(Records of labeled points)

━━━

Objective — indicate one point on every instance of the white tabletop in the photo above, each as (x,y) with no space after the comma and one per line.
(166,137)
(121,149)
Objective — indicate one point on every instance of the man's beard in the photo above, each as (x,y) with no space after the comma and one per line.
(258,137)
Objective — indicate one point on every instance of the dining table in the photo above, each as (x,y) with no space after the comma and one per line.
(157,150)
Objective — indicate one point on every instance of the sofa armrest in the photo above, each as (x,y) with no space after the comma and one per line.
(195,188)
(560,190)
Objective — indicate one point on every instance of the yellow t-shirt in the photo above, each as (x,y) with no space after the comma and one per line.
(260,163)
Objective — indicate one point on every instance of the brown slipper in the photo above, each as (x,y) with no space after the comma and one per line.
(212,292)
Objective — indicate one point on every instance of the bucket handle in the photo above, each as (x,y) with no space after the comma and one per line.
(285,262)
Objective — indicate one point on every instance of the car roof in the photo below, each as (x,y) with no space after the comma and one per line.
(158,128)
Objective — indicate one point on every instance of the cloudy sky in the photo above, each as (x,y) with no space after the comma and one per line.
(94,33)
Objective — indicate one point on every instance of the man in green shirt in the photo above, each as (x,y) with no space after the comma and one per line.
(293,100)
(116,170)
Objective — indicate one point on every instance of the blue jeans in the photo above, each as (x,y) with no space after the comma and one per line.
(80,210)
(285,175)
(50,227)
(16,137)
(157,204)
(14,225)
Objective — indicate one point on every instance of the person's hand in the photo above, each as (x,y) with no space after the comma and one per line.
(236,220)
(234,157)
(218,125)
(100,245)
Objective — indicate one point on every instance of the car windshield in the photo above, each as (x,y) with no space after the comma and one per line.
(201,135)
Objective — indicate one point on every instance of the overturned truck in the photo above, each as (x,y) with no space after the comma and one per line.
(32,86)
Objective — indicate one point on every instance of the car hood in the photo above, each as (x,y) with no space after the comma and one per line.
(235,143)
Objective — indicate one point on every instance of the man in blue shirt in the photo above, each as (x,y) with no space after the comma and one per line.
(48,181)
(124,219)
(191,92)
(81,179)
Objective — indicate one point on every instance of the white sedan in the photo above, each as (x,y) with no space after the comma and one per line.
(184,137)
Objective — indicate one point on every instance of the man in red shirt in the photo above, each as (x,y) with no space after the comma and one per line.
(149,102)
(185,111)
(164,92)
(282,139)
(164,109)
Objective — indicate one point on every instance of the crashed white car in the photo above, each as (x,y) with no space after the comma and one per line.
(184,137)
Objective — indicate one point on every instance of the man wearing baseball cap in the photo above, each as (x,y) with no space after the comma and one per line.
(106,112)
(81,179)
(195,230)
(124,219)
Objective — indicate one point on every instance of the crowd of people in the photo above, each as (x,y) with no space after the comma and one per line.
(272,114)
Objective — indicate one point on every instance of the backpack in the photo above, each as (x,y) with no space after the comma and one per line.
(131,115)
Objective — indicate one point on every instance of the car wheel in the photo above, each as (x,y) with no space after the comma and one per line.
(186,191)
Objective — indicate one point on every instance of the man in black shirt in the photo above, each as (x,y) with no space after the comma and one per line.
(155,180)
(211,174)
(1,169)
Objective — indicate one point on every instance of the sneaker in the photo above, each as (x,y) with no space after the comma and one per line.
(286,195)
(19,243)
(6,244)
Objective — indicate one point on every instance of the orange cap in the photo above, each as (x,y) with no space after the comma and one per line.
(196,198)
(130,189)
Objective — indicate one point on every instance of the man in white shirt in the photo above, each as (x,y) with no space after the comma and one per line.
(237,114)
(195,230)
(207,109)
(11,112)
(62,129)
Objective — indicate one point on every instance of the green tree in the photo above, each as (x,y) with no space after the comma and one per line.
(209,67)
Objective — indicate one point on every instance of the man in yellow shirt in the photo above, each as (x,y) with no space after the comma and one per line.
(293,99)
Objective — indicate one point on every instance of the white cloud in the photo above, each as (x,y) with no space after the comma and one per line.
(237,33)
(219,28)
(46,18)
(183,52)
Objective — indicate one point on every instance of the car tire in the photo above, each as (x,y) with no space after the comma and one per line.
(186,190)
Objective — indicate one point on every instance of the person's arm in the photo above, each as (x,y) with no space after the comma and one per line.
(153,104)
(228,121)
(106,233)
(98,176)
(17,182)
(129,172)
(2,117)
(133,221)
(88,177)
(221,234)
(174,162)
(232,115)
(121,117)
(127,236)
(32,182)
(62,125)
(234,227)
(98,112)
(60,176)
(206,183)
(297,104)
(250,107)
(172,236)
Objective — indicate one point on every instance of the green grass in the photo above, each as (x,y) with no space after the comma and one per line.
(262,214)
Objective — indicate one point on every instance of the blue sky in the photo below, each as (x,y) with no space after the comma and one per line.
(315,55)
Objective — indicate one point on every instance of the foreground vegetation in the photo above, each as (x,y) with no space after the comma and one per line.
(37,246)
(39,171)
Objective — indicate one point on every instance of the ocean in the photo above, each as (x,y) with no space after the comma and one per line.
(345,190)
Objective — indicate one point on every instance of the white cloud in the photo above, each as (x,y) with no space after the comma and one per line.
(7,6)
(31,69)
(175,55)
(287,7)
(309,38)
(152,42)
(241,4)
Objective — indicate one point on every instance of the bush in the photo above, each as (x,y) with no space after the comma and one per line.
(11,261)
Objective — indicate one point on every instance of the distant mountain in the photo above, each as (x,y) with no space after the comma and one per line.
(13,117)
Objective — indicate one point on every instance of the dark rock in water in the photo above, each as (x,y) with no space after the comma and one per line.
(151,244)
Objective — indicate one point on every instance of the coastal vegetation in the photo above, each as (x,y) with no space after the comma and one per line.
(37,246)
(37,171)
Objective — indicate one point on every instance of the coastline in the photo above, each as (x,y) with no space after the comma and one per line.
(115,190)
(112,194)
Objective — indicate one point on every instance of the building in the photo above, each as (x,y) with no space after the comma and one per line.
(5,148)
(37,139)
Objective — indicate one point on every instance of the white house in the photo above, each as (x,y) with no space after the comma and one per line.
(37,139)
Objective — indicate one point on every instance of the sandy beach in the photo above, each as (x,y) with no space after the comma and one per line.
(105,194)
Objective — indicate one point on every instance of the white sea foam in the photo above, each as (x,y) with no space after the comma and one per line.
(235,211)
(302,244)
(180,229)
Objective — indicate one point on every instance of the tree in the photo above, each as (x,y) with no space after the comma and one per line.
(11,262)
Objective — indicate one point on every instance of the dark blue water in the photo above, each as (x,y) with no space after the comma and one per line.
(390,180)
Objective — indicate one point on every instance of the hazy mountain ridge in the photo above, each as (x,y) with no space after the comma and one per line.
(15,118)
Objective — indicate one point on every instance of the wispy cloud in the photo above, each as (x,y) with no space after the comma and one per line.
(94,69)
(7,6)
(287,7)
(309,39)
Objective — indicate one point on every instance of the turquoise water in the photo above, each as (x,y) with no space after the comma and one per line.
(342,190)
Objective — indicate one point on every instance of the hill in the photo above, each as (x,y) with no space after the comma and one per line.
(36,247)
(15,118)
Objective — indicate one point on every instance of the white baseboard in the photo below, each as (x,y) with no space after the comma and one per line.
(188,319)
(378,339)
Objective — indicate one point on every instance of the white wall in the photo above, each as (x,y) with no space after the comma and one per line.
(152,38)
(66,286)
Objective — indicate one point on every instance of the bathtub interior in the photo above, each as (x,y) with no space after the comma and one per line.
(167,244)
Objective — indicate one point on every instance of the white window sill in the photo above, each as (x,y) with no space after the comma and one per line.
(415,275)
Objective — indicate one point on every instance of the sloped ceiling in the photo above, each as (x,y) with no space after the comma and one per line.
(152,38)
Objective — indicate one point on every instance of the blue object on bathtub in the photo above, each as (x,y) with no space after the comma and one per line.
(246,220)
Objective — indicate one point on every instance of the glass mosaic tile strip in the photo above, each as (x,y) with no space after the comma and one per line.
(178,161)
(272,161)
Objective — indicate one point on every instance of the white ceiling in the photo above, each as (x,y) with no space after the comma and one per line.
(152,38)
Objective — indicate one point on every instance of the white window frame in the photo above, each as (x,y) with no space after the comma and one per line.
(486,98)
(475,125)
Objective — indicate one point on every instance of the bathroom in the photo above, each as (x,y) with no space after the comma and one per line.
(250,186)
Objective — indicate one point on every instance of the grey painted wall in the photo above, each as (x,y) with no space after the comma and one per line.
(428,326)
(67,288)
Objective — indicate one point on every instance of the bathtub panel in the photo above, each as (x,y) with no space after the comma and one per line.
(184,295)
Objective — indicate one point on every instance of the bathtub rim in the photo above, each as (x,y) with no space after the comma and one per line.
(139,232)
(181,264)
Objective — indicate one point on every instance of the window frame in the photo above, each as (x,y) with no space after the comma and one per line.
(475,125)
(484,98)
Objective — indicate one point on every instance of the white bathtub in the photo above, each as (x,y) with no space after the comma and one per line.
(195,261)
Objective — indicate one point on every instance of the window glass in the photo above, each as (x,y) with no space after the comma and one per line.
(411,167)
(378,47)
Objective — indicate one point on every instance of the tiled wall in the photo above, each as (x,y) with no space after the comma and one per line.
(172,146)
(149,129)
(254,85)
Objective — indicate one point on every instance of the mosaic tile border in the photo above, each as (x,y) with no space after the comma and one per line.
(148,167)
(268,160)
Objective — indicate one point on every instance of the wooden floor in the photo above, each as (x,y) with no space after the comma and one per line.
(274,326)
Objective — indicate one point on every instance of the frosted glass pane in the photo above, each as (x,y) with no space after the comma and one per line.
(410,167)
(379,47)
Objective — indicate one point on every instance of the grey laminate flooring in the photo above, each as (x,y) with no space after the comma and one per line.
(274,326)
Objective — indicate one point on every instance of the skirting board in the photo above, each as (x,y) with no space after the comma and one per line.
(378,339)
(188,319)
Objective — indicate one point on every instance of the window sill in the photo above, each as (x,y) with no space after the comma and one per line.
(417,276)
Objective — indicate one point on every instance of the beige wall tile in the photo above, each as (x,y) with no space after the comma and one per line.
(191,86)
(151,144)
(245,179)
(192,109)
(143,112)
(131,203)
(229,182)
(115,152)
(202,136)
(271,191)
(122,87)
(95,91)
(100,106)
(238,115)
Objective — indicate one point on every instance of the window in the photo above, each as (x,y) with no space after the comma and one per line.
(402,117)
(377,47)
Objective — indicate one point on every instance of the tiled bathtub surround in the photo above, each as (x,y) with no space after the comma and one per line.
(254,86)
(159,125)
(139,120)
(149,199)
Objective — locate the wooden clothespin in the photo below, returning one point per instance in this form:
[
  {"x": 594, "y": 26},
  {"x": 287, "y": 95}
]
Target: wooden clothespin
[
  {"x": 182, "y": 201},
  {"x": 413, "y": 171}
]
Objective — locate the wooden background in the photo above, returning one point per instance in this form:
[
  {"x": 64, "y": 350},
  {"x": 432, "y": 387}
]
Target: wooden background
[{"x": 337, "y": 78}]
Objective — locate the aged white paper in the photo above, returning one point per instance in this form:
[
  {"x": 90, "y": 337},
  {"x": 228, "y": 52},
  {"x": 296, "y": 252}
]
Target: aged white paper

━━━

Set down, word for word, only the lines running from the line with "Objective — locate the wooden clothespin" to the last line of the listing above. Both of those lines belong in your answer.

• **Task result**:
Objective — locate the wooden clothespin in the photo below, returning one point per instance in this form:
[
  {"x": 594, "y": 26},
  {"x": 287, "y": 95}
]
Target: wooden clothespin
[
  {"x": 182, "y": 201},
  {"x": 413, "y": 171}
]
Objective — locate the wooden background in the photo above, returning one point per instance in this form:
[
  {"x": 64, "y": 350},
  {"x": 432, "y": 387}
]
Target: wooden background
[{"x": 337, "y": 78}]
Objective — locate the aged white paper in the photo above, returning one point per instance in this form:
[
  {"x": 90, "y": 337},
  {"x": 228, "y": 52},
  {"x": 296, "y": 252}
]
Target: aged white paper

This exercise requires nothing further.